What the task asks:
Return the records that follow, matching each one exactly.

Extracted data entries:
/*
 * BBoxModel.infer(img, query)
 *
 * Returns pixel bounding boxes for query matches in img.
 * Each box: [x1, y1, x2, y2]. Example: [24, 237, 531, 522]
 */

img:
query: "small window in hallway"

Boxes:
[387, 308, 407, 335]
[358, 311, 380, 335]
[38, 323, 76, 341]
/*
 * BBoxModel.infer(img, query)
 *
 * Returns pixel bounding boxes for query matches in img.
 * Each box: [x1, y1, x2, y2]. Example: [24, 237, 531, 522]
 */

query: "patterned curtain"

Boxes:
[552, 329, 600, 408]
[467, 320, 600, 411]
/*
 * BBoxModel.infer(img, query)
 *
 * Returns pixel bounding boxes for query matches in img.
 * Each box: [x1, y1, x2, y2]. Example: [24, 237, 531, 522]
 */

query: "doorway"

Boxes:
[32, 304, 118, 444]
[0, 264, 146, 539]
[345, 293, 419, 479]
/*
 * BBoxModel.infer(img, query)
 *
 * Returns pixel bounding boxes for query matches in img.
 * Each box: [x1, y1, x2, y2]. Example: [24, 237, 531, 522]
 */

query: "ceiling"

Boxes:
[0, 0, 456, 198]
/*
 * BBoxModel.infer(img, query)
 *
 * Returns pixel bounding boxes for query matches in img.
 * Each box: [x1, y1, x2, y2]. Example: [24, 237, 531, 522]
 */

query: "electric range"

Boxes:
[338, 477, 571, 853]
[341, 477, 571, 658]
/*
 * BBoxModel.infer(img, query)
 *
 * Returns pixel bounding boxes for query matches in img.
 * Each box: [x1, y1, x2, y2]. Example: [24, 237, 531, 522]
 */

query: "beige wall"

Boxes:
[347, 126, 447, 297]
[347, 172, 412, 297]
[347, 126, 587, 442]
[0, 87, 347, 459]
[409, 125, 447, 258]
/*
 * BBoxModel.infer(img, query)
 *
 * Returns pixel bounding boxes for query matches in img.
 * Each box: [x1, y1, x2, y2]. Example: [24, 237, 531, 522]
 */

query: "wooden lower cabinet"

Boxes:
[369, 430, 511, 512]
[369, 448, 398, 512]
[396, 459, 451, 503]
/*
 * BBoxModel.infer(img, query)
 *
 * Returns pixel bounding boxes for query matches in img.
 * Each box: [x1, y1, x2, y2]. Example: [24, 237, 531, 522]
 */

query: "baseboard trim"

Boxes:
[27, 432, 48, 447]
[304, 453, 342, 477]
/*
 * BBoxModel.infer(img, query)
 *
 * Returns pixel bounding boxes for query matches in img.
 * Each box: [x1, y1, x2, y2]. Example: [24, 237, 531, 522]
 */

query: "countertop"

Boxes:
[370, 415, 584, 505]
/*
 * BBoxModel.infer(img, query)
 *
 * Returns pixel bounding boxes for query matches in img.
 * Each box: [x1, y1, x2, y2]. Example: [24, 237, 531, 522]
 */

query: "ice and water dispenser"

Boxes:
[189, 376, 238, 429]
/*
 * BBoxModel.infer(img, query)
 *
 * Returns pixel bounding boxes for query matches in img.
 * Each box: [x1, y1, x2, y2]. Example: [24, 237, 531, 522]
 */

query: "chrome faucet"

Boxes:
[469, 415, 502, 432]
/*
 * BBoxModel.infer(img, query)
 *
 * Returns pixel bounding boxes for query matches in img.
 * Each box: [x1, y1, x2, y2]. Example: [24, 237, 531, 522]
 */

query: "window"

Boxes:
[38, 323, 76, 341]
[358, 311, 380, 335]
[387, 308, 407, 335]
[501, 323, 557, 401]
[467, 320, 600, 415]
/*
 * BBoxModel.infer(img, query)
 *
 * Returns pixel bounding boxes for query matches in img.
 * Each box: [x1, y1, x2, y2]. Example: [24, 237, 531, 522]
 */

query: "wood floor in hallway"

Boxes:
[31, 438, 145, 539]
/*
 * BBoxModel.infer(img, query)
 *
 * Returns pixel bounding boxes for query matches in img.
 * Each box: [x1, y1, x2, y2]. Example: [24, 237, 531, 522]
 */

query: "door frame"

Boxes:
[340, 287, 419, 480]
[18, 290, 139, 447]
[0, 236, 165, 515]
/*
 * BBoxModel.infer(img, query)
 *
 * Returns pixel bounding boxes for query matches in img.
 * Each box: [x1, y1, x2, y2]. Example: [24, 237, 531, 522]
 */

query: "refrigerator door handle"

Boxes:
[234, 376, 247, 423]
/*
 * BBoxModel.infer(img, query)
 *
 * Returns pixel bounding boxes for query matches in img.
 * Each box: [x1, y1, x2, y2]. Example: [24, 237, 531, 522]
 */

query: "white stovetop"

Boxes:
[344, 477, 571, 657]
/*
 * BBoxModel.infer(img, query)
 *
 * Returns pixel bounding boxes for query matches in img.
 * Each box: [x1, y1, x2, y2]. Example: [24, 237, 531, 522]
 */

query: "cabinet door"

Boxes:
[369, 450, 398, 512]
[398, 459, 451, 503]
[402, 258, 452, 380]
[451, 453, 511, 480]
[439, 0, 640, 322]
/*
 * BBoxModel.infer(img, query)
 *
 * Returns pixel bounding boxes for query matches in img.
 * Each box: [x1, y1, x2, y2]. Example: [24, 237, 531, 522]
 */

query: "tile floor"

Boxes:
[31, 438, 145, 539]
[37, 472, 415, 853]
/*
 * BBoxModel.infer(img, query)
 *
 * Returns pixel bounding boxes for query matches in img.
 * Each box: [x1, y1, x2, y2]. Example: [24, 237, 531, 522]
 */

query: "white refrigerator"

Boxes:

Result for this exercise:
/*
 * BBoxModel.infer(img, query)
 *
 * Returns pixel bounding boxes for query matches in img.
 * Each box: [x1, y1, x2, y2]. Example: [24, 237, 531, 522]
 */

img:
query: "small window in hallway"

Boxes:
[387, 308, 407, 335]
[358, 311, 380, 335]
[38, 323, 76, 341]
/*
 * BBoxModel.infer(img, query)
 *
 * Returns pixel bounding boxes for query matches in img.
 * Each box: [x1, y1, x2, y2]. Example: [24, 237, 531, 522]
 */

query: "patterned curtain"

Boxes:
[552, 329, 600, 408]
[467, 320, 600, 411]
/*
 * BBoxModel.infer(img, query)
 *
 * Returns pixel bounding boxes for query matches in img.
 * Each box: [x1, y1, x2, y2]. Example: [24, 237, 531, 522]
 */

query: "doorway"

Boxes:
[32, 304, 118, 444]
[0, 264, 146, 539]
[345, 293, 419, 479]
/*
 * BBoxModel.infer(img, query)
 *
 * Returns pixel bounding boxes for query matches in img.
 * Each box: [x1, y1, x2, y2]. Example: [24, 237, 531, 522]
 */

query: "ceiling"

Boxes:
[0, 0, 456, 198]
/*
 * BBoxModel.infer(img, query)
 *
 * Returns pixel bounding boxes for query matches in img.
 * Each box: [x1, y1, x2, y2]. Example: [24, 237, 531, 522]
 */

query: "electric range"

Boxes:
[338, 477, 571, 853]
[341, 477, 571, 658]
/*
 * BBoxModel.infer(img, query)
 *
 * Returns pixel bounding boxes for query matches in img.
 * Each box: [x1, y1, x2, y2]. Example: [24, 237, 531, 522]
 */

query: "beige wall"

Boxes:
[347, 126, 447, 297]
[347, 172, 412, 297]
[347, 126, 587, 442]
[0, 87, 347, 459]
[409, 125, 447, 258]
/*
 * BBoxModel.infer(img, query)
 *
 * Returns pixel bounding boxes for query matches in img.
 * Each box: [x1, y1, x2, y2]. Example: [24, 237, 531, 522]
 */

query: "wooden lower cabinet"

Boxes:
[369, 430, 511, 512]
[369, 448, 398, 512]
[396, 459, 451, 503]
/*
 * BBoxModel.infer(img, query)
 *
 * Returns pixel bounding boxes for query matches in img.
 * Each box: [x1, y1, x2, y2]. Example: [24, 237, 531, 522]
 */

query: "baseboard trim"

Boxes:
[27, 432, 48, 447]
[304, 453, 342, 477]
/*
 * BBoxModel.infer(img, query)
 *
 * Returns pixel bounding boxes for query matches in img.
 * Each box: [x1, y1, x2, y2]. Example: [24, 237, 531, 522]
 */

query: "countertop"

Boxes:
[370, 415, 584, 505]
/*
 * BBoxModel.infer(img, query)
 *
 * Returns pixel bounding boxes for query matches in img.
 * Each box: [x1, y1, x2, y2]. Example: [24, 237, 531, 522]
 */

query: "ice and water dispenser"

Boxes:
[189, 376, 238, 429]
/*
 * BBoxModel.infer(img, query)
 *
 * Returns pixel bounding boxes for query matches in img.
 * Each box: [x1, y1, x2, y2]. Example: [24, 237, 531, 522]
 */

query: "chrome faucet"

Boxes:
[469, 415, 502, 432]
/*
 * BBoxModel.infer(img, query)
 *
 * Returns pixel bounding boxes for query matches in img.
 * Each box: [x1, y1, x2, y2]. Example: [24, 237, 531, 522]
 */

query: "window"

Boxes:
[38, 323, 76, 341]
[358, 311, 380, 335]
[387, 308, 407, 335]
[501, 323, 557, 401]
[467, 320, 600, 415]
/*
 * BBoxModel.infer(img, query)
 *
 * Returns pixel bounding boxes for query matches in img.
 * Each box: [x1, y1, x2, y2]. Example: [24, 237, 531, 522]
 */

query: "wood floor in hallway"

Boxes:
[31, 438, 145, 539]
/*
 * BBoxModel.infer(img, query)
 *
 * Returns pixel bounding boxes for query matches in img.
 * Each box: [x1, y1, x2, y2]. Example: [24, 237, 531, 522]
 */

query: "door frame"

Boxes:
[340, 287, 419, 480]
[18, 290, 139, 447]
[0, 236, 165, 515]
/*
 * BBoxModel.infer(img, query)
 *
 * Returns pixel bounding boxes for query matches in img.
 * Each box: [x1, y1, x2, y2]. Example: [24, 237, 531, 522]
 */

query: "refrigerator door handle"

Boxes:
[234, 376, 247, 423]
/*
 * BBoxModel.infer(img, query)
 *
 * Returns pixel bounding boxes for query matches in img.
 * Each box: [x1, y1, x2, y2]. Example: [24, 237, 531, 522]
 */

query: "white stovetop"

Boxes:
[344, 477, 571, 657]
/*
 * BBoxModel.infer(img, query)
 *
 * Returns pixel bounding boxes for query matches in img.
 * Each box: [x1, y1, x2, y2]. Example: [24, 237, 531, 522]
 */

query: "cabinet door"

Boxes:
[369, 450, 398, 512]
[398, 459, 451, 503]
[402, 258, 452, 380]
[451, 453, 511, 480]
[439, 0, 640, 322]
/*
 * BBoxModel.infer(img, query)
 *
 * Returns pixel bounding boxes for query matches in img.
 * Each box: [x1, y1, x2, y2]. Example: [24, 237, 531, 522]
 */

query: "tile floor"

Boxes:
[31, 438, 145, 539]
[37, 472, 415, 853]
/*
 * BBoxModel.infer(img, query)
 *
 * Returns pixel bounding boxes for query matches in img.
 * Each box: [x1, y1, x2, y2]. Example: [24, 237, 531, 522]
 */

query: "white refrigerator"

Boxes:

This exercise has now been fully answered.